BEGIN Input records

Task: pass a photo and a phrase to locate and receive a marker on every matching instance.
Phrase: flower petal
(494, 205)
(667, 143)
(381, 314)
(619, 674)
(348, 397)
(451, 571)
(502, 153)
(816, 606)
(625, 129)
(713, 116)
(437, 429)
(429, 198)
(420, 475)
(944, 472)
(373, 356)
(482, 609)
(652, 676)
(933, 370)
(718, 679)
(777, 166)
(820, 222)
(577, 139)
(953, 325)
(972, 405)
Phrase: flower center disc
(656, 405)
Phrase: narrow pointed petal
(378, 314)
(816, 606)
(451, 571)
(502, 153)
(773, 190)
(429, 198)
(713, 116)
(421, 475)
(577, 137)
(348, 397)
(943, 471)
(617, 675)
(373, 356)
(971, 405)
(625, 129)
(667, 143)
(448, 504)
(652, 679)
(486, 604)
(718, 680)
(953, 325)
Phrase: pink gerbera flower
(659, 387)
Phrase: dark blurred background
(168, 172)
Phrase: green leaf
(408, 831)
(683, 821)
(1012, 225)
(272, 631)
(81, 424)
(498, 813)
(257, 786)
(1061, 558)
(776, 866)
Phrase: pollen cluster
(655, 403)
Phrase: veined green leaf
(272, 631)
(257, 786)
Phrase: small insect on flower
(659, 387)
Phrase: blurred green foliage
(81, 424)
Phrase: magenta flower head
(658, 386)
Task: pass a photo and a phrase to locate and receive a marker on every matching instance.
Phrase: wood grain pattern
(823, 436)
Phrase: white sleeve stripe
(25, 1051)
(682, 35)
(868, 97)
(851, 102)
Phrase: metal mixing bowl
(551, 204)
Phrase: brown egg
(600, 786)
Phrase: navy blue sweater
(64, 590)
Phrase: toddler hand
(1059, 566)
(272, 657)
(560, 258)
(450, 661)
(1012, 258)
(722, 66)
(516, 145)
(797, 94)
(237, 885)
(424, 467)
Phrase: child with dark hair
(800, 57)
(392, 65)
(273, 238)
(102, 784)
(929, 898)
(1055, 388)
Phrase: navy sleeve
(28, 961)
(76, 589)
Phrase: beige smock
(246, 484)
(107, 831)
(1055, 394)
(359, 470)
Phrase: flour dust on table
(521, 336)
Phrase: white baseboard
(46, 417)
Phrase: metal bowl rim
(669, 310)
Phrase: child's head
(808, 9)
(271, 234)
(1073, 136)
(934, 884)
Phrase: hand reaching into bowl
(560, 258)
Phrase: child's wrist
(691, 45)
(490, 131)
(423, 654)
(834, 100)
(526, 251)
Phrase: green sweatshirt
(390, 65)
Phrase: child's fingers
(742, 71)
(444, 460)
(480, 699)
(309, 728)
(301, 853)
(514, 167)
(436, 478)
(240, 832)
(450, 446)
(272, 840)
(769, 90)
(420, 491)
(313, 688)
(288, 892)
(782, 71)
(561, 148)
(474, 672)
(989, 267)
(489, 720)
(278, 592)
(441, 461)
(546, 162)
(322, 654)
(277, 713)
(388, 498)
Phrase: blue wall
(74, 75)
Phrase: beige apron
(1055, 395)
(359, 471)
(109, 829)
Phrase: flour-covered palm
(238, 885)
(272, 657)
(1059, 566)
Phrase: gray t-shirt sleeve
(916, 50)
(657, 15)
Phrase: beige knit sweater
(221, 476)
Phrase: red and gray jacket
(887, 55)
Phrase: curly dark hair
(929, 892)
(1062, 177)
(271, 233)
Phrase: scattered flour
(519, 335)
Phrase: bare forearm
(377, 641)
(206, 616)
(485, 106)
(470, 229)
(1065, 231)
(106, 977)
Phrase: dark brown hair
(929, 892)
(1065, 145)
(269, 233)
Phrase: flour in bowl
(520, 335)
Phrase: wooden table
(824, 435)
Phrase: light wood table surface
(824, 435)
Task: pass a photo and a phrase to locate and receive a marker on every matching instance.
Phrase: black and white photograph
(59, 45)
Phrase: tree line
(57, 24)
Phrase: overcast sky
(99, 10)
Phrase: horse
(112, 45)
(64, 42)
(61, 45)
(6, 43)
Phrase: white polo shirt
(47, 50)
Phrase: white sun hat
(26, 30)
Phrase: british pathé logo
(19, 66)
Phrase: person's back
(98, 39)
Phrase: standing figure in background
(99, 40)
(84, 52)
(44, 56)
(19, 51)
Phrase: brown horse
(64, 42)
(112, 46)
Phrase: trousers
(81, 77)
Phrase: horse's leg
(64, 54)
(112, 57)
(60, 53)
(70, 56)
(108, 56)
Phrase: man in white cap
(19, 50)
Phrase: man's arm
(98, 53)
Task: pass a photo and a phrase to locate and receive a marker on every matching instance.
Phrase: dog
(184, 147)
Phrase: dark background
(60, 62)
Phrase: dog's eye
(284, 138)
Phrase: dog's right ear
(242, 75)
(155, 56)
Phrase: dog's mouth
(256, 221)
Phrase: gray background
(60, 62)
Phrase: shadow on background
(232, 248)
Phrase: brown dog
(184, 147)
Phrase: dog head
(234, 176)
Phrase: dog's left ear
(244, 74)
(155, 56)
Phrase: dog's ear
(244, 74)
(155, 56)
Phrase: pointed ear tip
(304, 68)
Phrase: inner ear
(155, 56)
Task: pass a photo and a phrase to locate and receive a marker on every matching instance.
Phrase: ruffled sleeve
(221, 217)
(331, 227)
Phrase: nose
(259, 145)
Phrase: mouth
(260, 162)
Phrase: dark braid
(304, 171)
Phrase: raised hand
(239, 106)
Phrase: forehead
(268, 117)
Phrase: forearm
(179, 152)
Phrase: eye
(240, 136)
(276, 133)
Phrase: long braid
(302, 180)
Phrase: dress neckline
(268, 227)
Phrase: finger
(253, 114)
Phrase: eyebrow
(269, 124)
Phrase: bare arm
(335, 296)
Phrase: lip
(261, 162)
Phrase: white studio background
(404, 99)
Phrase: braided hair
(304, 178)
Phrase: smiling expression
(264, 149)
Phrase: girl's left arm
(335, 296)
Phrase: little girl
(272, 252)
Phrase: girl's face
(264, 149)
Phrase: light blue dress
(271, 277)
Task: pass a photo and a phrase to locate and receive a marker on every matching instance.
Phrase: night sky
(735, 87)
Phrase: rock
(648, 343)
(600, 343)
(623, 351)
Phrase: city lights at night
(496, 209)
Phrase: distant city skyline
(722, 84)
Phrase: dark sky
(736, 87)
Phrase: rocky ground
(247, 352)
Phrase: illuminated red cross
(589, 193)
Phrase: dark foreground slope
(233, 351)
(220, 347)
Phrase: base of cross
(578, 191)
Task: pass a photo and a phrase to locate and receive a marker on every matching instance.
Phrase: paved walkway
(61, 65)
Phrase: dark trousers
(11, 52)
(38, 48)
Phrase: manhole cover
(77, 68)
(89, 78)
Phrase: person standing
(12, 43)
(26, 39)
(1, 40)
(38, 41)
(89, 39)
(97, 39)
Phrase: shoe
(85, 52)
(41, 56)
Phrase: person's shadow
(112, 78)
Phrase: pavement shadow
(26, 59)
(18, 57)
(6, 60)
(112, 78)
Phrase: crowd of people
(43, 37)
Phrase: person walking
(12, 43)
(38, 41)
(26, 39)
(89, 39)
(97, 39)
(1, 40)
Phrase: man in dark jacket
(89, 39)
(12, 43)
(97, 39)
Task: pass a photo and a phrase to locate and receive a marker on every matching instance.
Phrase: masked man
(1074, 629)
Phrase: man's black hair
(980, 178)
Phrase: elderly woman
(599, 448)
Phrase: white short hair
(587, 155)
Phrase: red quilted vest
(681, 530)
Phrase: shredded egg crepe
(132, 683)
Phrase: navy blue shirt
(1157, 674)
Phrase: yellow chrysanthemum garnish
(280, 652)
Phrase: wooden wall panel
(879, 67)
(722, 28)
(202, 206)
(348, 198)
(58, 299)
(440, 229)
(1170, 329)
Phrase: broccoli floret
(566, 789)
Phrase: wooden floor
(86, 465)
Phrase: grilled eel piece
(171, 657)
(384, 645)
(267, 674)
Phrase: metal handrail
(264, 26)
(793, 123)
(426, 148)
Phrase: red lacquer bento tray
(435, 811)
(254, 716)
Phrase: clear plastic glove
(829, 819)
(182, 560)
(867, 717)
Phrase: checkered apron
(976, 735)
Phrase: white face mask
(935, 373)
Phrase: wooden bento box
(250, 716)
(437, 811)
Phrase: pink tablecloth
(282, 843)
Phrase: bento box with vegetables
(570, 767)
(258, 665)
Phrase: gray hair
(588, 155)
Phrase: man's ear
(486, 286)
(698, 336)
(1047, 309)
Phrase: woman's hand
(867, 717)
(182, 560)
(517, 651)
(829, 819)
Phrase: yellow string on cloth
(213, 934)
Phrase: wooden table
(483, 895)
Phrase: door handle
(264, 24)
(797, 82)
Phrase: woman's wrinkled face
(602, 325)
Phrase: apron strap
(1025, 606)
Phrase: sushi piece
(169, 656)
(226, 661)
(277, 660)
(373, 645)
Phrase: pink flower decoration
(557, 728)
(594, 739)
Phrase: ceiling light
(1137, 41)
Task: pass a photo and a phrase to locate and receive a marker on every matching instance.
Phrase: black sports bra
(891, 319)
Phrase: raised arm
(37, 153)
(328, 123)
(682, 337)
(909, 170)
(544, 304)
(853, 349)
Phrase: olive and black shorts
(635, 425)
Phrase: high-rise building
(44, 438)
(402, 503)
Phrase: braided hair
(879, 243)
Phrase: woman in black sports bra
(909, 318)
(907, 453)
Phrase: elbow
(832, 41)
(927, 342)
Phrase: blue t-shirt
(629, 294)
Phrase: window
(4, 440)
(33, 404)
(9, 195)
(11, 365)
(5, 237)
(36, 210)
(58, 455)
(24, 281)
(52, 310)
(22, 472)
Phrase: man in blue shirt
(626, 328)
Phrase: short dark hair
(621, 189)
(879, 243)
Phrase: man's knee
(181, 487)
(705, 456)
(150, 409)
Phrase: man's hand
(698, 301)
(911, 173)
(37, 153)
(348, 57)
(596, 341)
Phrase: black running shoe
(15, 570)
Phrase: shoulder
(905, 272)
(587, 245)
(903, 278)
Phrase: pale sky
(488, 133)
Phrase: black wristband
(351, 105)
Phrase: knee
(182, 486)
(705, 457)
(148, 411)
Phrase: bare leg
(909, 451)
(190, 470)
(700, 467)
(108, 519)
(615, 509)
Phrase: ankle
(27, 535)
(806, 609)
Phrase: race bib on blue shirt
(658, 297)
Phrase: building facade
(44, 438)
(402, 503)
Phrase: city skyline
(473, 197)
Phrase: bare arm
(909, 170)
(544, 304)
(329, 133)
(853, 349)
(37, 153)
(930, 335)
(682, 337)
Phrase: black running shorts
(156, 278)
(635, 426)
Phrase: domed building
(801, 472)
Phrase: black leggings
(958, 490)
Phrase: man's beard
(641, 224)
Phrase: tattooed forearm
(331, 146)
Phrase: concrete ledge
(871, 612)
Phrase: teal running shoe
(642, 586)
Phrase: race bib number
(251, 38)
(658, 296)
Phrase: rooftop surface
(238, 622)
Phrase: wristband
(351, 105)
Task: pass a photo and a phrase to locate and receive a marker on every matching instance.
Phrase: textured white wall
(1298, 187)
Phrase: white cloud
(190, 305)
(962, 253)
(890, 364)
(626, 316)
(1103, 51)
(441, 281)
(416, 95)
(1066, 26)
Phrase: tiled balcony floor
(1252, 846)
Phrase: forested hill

END Input records

Exercise requirements: Nothing but the lines from the line with "Phrase: black running shoe" to the last line of the listing above should appear; please retype them exactly, both ends included.

Written response:
Phrase: black running shoe
(15, 570)
Phrase: shoulder
(905, 272)
(587, 245)
(903, 278)
Phrase: pale sky
(488, 133)
Phrase: black wristband
(351, 105)
Phrase: knee
(182, 486)
(705, 457)
(148, 411)
Phrase: bare leg
(909, 451)
(190, 470)
(700, 467)
(108, 519)
(615, 509)
Phrase: ankle
(27, 535)
(806, 609)
Phrase: race bib on blue shirt
(658, 297)
Phrase: building facade
(44, 438)
(402, 503)
Phrase: city skyline
(473, 197)
Phrase: bare arm
(909, 170)
(544, 304)
(329, 133)
(853, 349)
(37, 153)
(930, 335)
(682, 337)
Phrase: black running shorts
(156, 278)
(635, 426)
Phrase: domed building
(801, 472)
Phrase: black leggings
(958, 490)
Phrase: man's beard
(641, 224)
Phrase: tattooed forearm
(331, 146)
Phrase: concrete ledge
(871, 612)
Phrase: teal running shoe
(642, 586)
Phrase: race bib number
(251, 38)
(658, 296)
Phrase: rooftop surface
(238, 622)
Phrase: wristband
(351, 105)
Task: pass a photo and a phrase to locate and receive a marker on every matching instance.
Phrase: textured white wall
(1298, 187)
Phrase: white cloud
(190, 305)
(962, 253)
(890, 364)
(626, 316)
(1103, 51)
(441, 281)
(416, 95)
(1066, 26)
Phrase: tiled balcony floor
(1252, 846)
Phrase: forested hill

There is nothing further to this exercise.